▽

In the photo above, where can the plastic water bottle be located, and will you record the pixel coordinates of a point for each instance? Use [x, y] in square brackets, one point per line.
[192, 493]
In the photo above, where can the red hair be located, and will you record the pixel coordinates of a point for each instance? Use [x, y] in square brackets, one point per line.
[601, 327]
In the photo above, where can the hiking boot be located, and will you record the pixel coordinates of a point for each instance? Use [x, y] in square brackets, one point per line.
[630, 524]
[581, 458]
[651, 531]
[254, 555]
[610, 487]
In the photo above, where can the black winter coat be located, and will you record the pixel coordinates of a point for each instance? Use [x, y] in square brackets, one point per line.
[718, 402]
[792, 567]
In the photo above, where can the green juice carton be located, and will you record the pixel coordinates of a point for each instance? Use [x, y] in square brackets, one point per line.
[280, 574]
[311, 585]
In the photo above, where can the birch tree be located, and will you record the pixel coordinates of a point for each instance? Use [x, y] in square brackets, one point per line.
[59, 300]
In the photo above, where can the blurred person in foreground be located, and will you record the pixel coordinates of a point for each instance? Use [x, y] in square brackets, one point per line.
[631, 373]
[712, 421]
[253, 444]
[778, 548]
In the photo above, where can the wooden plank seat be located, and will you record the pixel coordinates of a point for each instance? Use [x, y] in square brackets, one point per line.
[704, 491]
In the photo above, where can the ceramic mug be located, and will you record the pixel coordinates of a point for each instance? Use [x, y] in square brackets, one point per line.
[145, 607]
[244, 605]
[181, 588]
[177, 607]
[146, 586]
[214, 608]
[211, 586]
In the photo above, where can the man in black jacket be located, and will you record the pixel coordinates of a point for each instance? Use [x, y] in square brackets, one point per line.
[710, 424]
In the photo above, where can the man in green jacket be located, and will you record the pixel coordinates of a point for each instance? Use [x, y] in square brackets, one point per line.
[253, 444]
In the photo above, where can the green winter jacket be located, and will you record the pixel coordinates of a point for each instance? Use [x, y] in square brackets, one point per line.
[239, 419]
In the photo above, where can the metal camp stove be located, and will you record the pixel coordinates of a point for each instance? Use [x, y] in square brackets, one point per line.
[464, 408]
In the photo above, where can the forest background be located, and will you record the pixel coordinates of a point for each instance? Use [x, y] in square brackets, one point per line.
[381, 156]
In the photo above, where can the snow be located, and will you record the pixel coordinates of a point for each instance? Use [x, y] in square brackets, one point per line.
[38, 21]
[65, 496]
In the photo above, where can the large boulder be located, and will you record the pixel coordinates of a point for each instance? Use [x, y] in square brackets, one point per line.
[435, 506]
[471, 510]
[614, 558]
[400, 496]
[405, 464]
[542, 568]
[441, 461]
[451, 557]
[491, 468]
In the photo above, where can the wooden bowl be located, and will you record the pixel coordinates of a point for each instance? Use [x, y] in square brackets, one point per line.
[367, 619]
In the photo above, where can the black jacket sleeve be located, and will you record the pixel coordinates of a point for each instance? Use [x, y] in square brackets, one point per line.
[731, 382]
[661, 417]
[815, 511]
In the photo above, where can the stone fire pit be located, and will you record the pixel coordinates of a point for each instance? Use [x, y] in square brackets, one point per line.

△

Keep the wording exact. Give all of the records again.

In the photo above, where can the plastic water bottle be located, and will you record the pixel coordinates of a point for each instance? Use [x, y] in square brackets, one point per line.
[192, 493]
In the photo above, where can the red hair be located, and will you record the pixel coordinates of a point for each instance? Use [x, y] in square brackets, one point per line.
[601, 327]
In the photo above, where can the hiking boot be located, and will you record the pixel coordinates of a point for each instance? Use [x, y] in square brackets, one point per line.
[630, 524]
[581, 458]
[651, 531]
[254, 555]
[610, 487]
In the photo above, where can the black winter coat be located, and will you record the pixel coordinates of a point for each instance? Use [x, y] in square brackets, one point per line.
[718, 402]
[792, 567]
In the photo above, where can the green juice carton be located, and will you record the pixel coordinates of a point for each instance? Use [x, y] in square brackets, one point per line.
[280, 574]
[311, 585]
In the photo above, where can the birch tree be located, and will you record the pixel coordinates of a point for each instance? Use [x, y] in square brackets, one point per line.
[59, 300]
In the photo above, where can the blurred person in foreground be located, and will you record the pixel coordinates of a point for each instance? Use [x, y] in square brackets, one point per line.
[631, 373]
[712, 421]
[253, 444]
[778, 548]
In the photo above, where can the wooden plank seat be located, and will you record the pixel coordinates of a point for each instance? Use [x, y] in square brackets, one point per line.
[704, 491]
In the photo above, where can the ceramic mug be located, and will you record the pixel coordinates of a point for each instance? Use [x, y] in square brackets, one point per line.
[145, 607]
[244, 605]
[181, 588]
[177, 607]
[146, 586]
[214, 608]
[211, 586]
In the photo above, where can the man in black jacket be located, and will you record the pixel coordinates of a point for each instance? Use [x, y] in square brackets, one point per line.
[710, 424]
In the photo above, where can the man in green jacket be located, and will you record the pixel coordinates of a point for each instance? Use [x, y] in square brackets, one point per line.
[253, 444]
In the photo above, where can the green winter jacket be located, and will you record the pixel coordinates of a point for each instance? Use [x, y] in square brackets, one point per line.
[239, 419]
In the photo above, where can the metal camp stove be located, and will you record the pixel coordinates of a point for each instance? Use [x, y] in square brackets, one point per line.
[464, 408]
In the photo above, where can the forest background be located, and will you record the pixel coordinates of a point for each instance? Use [x, y] in square brackets, one point per line.
[381, 156]
In the photo above, where can the snow be located, and will you record the pixel coordinates of a point for each instance? Use [x, y] in square brackets, one point per line.
[38, 21]
[65, 496]
In the photo above, where can the large boulder be located, and will you record the pixel coordinates of a point for each instance? Use [x, y] in square brackets, one point per line.
[435, 506]
[471, 510]
[614, 558]
[400, 496]
[405, 464]
[542, 568]
[441, 461]
[451, 557]
[491, 468]
In the photo above, where can the wooden bowl be located, and will you record the pixel coordinates of a point for each instance? Use [x, y] in square brackets, one point per line.
[367, 619]
In the photo above, where can the black jacket sleeve be located, and will you record the pixel coordinates of a point for each instance? Use [x, y] in square brackets, one point per line.
[731, 382]
[661, 417]
[815, 511]
In the photo above, where can the stone fire pit be located, and will you record the pixel coordinates of a point for each instance? Use [x, y] in square brackets, one point per line.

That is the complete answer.